══ Source extract ══
James Fisher:

Welcome here.


>Why I'm hesitating to switch to D<

You don't need to "switch" to D. Just using it along with other languages is 
better.


>The language, maybe, but this statement is absolutely not true while there is 
>no associated package manager.<

It's called advertisement :-)


>a massive "batteries included" standard library is no substitute for a 
>world-class package manager.<
>The productivity gain that comes from being able to execute "dinstall 
><somepackage>", and then having it magically available, is *immense*.<

Right.


>IMO the big-standard-library is a slightly outdated concept in an age where 
>we're always able to pull stuff from the net in an instant.<

There are several more things I'd like in the D standard distribution. External 
libs don't avoid the need of a rich Phobos. As most other design things, it's a 
matter of trade-offs.


>There's an important reason that other languages have squiffy names: 
>searchability.  Googling for "d <query>" is useless, and "d language <query>"
═══
══ Raw data ══
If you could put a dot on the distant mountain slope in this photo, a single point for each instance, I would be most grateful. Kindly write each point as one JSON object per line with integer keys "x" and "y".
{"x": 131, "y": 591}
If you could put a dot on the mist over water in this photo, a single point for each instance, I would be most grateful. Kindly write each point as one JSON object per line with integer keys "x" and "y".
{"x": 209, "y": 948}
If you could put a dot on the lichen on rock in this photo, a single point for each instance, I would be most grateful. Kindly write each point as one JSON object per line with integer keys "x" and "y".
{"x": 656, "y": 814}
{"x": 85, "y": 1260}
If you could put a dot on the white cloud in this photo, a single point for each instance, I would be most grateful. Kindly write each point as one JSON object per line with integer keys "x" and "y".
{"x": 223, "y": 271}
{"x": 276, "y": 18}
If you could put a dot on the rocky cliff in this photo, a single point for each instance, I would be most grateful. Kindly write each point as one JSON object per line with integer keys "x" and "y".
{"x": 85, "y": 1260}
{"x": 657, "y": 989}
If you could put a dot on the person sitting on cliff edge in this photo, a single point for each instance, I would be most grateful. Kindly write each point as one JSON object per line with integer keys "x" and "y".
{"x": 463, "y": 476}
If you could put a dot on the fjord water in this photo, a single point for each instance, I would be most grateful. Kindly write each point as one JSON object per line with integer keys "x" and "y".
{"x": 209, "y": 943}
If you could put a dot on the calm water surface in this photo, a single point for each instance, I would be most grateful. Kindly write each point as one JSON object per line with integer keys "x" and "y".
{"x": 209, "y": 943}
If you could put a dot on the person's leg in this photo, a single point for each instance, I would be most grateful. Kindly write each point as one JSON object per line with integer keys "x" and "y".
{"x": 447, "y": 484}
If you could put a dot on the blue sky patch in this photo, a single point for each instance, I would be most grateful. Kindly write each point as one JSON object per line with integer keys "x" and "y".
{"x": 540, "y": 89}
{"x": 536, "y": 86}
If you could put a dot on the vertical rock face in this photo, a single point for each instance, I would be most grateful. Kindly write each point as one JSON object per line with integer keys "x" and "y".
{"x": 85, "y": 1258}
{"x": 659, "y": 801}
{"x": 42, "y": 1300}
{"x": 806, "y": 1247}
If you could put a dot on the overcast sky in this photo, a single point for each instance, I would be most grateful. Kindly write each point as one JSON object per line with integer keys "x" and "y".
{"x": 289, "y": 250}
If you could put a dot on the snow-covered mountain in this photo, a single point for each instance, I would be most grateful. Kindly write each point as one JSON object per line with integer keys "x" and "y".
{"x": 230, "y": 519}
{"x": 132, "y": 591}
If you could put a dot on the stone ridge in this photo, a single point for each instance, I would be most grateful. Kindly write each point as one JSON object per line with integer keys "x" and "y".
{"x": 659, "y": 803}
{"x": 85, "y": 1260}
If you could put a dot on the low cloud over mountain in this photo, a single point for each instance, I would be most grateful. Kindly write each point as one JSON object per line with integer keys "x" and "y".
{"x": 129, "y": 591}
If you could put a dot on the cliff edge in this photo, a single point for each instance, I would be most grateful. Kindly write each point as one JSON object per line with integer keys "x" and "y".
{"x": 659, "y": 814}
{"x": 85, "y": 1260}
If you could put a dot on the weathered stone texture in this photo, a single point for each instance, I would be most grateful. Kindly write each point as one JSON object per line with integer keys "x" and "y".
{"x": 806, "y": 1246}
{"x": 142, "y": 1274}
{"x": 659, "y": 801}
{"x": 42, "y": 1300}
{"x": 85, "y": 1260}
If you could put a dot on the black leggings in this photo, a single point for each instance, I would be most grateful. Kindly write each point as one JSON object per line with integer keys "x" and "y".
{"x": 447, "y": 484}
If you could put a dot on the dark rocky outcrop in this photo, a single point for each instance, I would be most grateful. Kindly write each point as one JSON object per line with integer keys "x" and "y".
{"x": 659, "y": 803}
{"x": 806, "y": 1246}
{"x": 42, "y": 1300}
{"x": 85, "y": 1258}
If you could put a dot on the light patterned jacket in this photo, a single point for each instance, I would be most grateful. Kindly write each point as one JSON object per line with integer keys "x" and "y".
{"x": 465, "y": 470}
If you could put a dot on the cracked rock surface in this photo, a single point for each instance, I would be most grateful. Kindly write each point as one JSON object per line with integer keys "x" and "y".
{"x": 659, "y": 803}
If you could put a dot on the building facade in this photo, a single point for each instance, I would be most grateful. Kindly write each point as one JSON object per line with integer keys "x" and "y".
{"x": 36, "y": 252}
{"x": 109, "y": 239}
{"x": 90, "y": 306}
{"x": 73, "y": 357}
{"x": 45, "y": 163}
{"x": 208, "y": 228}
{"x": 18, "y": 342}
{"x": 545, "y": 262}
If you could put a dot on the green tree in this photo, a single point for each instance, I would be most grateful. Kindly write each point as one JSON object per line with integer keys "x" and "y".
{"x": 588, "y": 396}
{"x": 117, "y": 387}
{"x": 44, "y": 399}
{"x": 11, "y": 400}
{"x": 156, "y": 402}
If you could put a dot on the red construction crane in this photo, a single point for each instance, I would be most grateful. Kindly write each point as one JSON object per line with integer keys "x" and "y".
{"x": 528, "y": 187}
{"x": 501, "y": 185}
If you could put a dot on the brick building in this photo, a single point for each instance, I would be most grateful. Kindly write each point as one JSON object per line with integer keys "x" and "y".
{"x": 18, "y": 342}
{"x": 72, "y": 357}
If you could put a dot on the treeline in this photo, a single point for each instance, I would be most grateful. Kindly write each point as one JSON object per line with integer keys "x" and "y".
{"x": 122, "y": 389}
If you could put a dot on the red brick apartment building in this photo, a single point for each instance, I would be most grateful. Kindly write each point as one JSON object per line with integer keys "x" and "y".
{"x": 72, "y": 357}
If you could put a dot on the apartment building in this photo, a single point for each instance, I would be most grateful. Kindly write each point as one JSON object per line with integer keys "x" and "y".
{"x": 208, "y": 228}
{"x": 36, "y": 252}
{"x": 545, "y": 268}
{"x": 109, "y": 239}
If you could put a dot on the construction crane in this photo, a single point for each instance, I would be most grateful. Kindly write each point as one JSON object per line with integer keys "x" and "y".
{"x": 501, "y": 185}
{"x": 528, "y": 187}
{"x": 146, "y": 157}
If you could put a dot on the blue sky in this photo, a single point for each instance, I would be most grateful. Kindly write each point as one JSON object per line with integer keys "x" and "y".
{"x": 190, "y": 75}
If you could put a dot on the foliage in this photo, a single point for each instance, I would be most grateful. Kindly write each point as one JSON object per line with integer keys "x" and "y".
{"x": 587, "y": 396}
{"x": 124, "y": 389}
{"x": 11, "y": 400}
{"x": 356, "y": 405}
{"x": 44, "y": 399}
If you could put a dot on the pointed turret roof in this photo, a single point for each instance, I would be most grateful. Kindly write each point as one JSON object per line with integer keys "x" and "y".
═══
- _Exercises_
1. Reproduce word for word the part of the D language post that opens with the words containing "Welcome here." and closes with "called advertisement :-)".
2. Quote the records exactly, from the line containing "If you could put a dot on the blue sky in" through the end of the records.

- _Set of answers_
1.
Welcome here.


>Why I'm hesitating to switch to D<

You don't need to "switch" to D. Just using it along with other languages is 
better.


>The language, maybe, but this statement is absolutely not true while there is 
>no associated package manager.<

It's called advertisement :-)

2.
If you could put a dot on the blue sky in this photo, a single point for each instance, I would be most grateful. Kindly write each point as one JSON object per line with integer keys "x" and "y".
{"x": 190, "y": 75}
If you could put a dot on the foliage in this photo, a single point for each instance, I would be most grateful. Kindly write each point as one JSON object per line with integer keys "x" and "y".
{"x": 587, "y": 396}
{"x": 124, "y": 389}
{"x": 11, "y": 400}
{"x": 356, "y": 405}
{"x": 44, "y": 399}
If you could put a dot on the pointed turret roof in this photo, a single point for each instance, I would be most grateful. Kindly write each point as one JSON object per line with integer keys "x" and "y".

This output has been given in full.